- _EXERCISE BRIEF_
Continue the forum post about a multilevel Gaussian process with a spectral mixture kernel, starting right after its final sentence.

- _EXTRACT_
<<<<

Multilevel Gaussian Proccess with spectral mixture kernel

Dear colleagues in the Stan community,

I need help to build some spectral decomposition models for applications in mental health research. Any comments would be very valuable. I am also open for collaborations if someone is interested in helping further with the analysis. I intend to share the resulting templates.

My goal is to explore the underlying periodic components in behavior. Parameters may vary within each subject and according to covariates (e.g. age, biological sex, mental disorder diagnostic).

The data contains several time-series from two experiment with different duration (either n_{max}=42 or n_{max}=112, not counting missing values) . Responses are in a Likert scale (1-5) and it seems to be Bernoulli distributed (peak on 3). The data size is considerably large (2500+ time-series), although many samples contain missing values.

Currently, I am trying to deploy GPs with spectral mixture kernel from this paper, as reffered in another topic by user @flaxter.

>>>>

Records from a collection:

<<<<

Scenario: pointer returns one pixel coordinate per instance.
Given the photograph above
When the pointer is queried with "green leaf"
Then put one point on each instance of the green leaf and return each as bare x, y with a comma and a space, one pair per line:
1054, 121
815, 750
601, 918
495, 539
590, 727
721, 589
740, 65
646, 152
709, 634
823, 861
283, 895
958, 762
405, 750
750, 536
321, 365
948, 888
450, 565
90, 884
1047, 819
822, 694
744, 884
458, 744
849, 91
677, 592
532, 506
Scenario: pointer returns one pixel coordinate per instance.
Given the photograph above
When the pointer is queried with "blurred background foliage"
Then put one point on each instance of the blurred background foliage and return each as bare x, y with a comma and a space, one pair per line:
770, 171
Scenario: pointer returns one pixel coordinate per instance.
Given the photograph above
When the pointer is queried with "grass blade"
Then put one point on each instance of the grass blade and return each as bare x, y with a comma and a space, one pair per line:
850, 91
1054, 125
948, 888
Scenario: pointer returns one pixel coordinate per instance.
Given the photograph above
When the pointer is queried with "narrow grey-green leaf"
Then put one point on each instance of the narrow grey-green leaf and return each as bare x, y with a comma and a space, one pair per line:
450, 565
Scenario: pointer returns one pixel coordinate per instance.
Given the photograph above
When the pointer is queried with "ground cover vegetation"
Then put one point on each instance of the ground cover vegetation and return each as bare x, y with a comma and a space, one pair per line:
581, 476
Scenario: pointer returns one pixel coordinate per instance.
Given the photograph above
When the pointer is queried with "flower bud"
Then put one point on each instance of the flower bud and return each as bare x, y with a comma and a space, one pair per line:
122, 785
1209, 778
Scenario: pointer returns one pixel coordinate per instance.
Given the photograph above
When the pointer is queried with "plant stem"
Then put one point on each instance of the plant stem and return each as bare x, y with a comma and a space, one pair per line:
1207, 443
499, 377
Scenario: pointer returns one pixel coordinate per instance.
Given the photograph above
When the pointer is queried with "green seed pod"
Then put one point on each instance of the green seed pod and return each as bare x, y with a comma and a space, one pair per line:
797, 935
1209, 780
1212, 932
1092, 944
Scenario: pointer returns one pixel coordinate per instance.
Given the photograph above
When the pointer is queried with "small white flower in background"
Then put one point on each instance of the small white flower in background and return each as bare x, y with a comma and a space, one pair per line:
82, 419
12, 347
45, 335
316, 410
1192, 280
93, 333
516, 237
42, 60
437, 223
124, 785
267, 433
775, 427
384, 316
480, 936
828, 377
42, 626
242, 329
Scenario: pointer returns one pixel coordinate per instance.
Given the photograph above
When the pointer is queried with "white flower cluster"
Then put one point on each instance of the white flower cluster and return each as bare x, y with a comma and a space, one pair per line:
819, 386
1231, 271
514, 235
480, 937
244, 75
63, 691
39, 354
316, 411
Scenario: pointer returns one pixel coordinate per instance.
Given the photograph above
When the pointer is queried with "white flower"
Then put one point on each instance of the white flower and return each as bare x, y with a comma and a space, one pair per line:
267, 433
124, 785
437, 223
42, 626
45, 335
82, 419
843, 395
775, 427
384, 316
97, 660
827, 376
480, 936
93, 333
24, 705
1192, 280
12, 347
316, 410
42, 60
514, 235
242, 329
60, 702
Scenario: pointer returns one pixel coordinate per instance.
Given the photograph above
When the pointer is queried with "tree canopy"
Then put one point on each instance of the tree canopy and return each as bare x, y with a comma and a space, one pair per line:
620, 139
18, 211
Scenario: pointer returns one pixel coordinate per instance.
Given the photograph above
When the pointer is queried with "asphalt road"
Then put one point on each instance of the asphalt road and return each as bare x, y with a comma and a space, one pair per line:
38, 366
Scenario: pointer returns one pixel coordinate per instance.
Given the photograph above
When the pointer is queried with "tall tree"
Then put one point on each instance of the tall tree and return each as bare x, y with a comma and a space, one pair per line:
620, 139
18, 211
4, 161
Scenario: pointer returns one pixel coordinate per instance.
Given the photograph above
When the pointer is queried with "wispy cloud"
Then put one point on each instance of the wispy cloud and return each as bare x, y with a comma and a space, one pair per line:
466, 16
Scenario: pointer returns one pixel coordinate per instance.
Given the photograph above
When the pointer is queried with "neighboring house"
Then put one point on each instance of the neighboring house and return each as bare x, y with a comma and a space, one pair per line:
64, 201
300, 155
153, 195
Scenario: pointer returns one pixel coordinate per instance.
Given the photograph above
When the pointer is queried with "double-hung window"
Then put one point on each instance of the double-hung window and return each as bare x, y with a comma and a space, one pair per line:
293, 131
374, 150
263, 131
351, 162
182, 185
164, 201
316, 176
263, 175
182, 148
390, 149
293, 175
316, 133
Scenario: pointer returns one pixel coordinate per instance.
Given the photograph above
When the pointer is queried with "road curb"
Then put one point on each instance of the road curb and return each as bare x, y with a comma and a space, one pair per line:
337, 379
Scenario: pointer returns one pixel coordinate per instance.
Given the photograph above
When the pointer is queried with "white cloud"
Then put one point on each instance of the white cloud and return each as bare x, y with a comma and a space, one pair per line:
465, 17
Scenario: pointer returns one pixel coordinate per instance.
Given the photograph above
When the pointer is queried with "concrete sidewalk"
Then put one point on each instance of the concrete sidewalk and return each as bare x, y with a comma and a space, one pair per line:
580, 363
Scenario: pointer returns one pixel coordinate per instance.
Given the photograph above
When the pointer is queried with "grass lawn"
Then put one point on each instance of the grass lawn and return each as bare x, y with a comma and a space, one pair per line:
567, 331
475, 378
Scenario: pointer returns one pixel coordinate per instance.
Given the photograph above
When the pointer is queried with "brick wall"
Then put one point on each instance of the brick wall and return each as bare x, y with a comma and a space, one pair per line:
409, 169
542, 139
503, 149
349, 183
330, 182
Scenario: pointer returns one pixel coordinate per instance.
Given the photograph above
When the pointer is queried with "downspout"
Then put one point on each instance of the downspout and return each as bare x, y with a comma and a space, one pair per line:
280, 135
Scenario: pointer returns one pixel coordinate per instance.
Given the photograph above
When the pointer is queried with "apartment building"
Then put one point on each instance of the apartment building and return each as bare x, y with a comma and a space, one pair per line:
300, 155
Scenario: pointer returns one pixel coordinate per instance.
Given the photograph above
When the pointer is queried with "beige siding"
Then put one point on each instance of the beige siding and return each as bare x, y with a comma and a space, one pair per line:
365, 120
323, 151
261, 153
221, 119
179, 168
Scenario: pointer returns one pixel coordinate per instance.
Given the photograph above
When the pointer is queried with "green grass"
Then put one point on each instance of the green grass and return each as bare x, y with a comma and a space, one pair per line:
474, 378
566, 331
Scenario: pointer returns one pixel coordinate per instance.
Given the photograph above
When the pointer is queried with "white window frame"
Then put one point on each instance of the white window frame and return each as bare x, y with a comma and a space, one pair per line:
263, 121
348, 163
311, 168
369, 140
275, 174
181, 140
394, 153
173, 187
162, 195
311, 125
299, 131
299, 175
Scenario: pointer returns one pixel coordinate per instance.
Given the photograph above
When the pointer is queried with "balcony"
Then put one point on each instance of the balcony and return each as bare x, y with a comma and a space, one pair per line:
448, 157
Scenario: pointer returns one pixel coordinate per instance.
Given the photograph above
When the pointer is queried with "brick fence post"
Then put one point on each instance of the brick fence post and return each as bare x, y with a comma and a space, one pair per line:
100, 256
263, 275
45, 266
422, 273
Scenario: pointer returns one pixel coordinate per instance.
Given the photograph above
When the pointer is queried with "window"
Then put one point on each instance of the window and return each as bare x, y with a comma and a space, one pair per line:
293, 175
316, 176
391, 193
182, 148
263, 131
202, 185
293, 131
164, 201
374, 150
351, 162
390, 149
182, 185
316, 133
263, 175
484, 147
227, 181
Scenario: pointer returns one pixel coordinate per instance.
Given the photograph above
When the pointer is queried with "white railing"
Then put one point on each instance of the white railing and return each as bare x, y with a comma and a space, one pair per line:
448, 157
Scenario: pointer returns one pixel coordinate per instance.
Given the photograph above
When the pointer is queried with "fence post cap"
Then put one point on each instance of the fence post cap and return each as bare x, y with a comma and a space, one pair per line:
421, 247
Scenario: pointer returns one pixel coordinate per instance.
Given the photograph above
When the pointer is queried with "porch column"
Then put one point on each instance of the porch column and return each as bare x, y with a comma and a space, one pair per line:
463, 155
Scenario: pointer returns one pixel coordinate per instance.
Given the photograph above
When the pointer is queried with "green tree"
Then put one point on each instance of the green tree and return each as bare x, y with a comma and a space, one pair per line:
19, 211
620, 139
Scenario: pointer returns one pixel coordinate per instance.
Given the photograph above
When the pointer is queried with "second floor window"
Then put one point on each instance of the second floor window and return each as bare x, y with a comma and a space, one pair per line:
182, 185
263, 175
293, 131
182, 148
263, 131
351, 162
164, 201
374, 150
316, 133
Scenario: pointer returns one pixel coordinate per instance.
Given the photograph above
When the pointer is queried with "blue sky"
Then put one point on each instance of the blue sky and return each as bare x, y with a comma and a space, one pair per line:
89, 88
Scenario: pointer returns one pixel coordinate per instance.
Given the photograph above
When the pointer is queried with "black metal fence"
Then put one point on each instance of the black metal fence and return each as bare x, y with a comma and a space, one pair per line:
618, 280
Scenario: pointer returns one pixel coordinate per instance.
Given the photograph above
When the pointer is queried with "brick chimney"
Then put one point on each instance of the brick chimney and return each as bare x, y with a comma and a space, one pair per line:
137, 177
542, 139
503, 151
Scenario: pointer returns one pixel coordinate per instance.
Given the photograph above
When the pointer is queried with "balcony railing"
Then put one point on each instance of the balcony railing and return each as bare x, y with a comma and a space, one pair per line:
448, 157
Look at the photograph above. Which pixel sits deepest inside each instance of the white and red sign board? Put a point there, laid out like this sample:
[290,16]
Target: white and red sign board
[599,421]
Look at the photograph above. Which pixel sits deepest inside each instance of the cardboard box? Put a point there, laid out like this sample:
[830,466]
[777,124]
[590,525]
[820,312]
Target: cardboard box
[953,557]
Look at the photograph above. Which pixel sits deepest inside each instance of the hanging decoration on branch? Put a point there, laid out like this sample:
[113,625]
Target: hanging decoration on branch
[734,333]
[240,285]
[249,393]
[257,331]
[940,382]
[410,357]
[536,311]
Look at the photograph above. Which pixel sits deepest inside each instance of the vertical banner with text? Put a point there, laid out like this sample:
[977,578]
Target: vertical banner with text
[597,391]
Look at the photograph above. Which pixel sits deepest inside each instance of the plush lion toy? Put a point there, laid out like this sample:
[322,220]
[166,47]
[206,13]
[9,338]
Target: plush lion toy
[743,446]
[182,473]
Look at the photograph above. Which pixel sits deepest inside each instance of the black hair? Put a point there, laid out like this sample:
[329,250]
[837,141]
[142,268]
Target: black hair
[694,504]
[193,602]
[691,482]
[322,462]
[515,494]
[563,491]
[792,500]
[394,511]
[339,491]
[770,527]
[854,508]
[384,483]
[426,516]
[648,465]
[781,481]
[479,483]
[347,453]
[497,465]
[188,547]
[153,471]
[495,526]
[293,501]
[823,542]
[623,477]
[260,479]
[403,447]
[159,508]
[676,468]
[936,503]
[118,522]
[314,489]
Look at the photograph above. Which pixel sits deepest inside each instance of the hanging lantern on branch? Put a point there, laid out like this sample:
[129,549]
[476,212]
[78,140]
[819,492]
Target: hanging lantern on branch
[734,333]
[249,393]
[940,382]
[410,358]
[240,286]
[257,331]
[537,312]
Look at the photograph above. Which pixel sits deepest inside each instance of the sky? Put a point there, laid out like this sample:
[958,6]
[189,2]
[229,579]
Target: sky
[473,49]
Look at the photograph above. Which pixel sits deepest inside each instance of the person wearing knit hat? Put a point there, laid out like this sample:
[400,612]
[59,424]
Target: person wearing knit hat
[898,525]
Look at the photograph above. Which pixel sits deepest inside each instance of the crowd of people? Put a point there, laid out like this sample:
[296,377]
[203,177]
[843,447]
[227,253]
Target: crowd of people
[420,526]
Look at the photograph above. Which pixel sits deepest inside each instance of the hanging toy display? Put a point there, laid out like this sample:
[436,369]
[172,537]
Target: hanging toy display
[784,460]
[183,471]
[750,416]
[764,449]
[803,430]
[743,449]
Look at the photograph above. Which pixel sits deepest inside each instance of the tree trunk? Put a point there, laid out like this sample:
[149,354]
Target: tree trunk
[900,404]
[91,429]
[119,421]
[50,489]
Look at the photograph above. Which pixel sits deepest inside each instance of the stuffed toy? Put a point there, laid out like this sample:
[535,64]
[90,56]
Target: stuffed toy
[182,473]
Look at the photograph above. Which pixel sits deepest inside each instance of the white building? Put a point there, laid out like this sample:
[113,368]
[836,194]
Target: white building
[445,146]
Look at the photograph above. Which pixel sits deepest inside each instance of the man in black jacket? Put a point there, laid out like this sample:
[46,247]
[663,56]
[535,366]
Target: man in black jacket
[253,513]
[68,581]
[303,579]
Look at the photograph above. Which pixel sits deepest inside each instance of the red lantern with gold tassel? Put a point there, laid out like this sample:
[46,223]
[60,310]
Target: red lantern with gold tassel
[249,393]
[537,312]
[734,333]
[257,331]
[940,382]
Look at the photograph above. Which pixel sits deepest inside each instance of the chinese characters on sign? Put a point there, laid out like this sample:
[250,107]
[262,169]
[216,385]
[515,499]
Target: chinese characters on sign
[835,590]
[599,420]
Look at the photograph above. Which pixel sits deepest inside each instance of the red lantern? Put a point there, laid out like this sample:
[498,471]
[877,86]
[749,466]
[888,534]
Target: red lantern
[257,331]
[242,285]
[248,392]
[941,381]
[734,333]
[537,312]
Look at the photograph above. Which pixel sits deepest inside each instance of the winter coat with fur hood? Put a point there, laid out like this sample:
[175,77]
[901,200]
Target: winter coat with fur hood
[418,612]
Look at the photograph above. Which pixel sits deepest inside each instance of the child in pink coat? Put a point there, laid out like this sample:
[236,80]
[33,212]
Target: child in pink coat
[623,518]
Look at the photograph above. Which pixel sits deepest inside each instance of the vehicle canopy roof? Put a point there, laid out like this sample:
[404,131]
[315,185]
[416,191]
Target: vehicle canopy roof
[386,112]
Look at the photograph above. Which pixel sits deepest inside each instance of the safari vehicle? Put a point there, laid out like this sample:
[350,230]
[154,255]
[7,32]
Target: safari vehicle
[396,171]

>>>>

- _ANSWER TO THE EXERCISE_
The kernel K(x,x') is as follows (using x-x'=\tau):
k_{SM}(\tau) = \sum_{q=1}^{Q}w_{q} \prod_{p=1}^{P}\exp(-2\pi^2\tau^2_{p}v_{q}^{(p)})cos(2\pi\tau_{p}\mu_{q}^{(p)})

The weights w_{q} specify the relative contribution of each mixture component. The inverse means 1/\mu_{q} are the component periods, and the inverse standard deviations 1/\sqrt{v_{q}} length-scales, determining how quickly a component varies with the inputs x.

The corresponding code for two component mixture:

matrix[n1, n1] Sigma1;

  for (i in 1:n1) {
    Sigma1[i, i] <- var1 + var2;
    for (j in (i+1):n1) {
      Sigma1[i, j] <- var1 * exp(-(x1[i]-x1[j])^2*bw1) * cos(twopi * fabs(x1[i] - x1[j]) * period1) +
                      var2 * exp(-(x1[i]-x1[j])^2*bw2) * cos(twopi * fabs(x1[i] - x1[j]) * period2);
      Sigma1[j, i] <- Sigma1[i, j];

I intend to add hierarchical models in order to fit the multiple samples. Specifically, latent and /or random effects according to individual ID and covariate(s).

  • Writing code for simple hierarchical modeling considering random effects and covariates on Stan seems to be complex. I foresee very complicated code when changing the kernel, introducing the latent terms and dealing with missing data. Is there a straightforward way to do it? What would be the best source to get a template to tweak? Using brms (e.g.brms::bf(y~gp(x, by=covariate)) introduces a spectral density function which confuses me.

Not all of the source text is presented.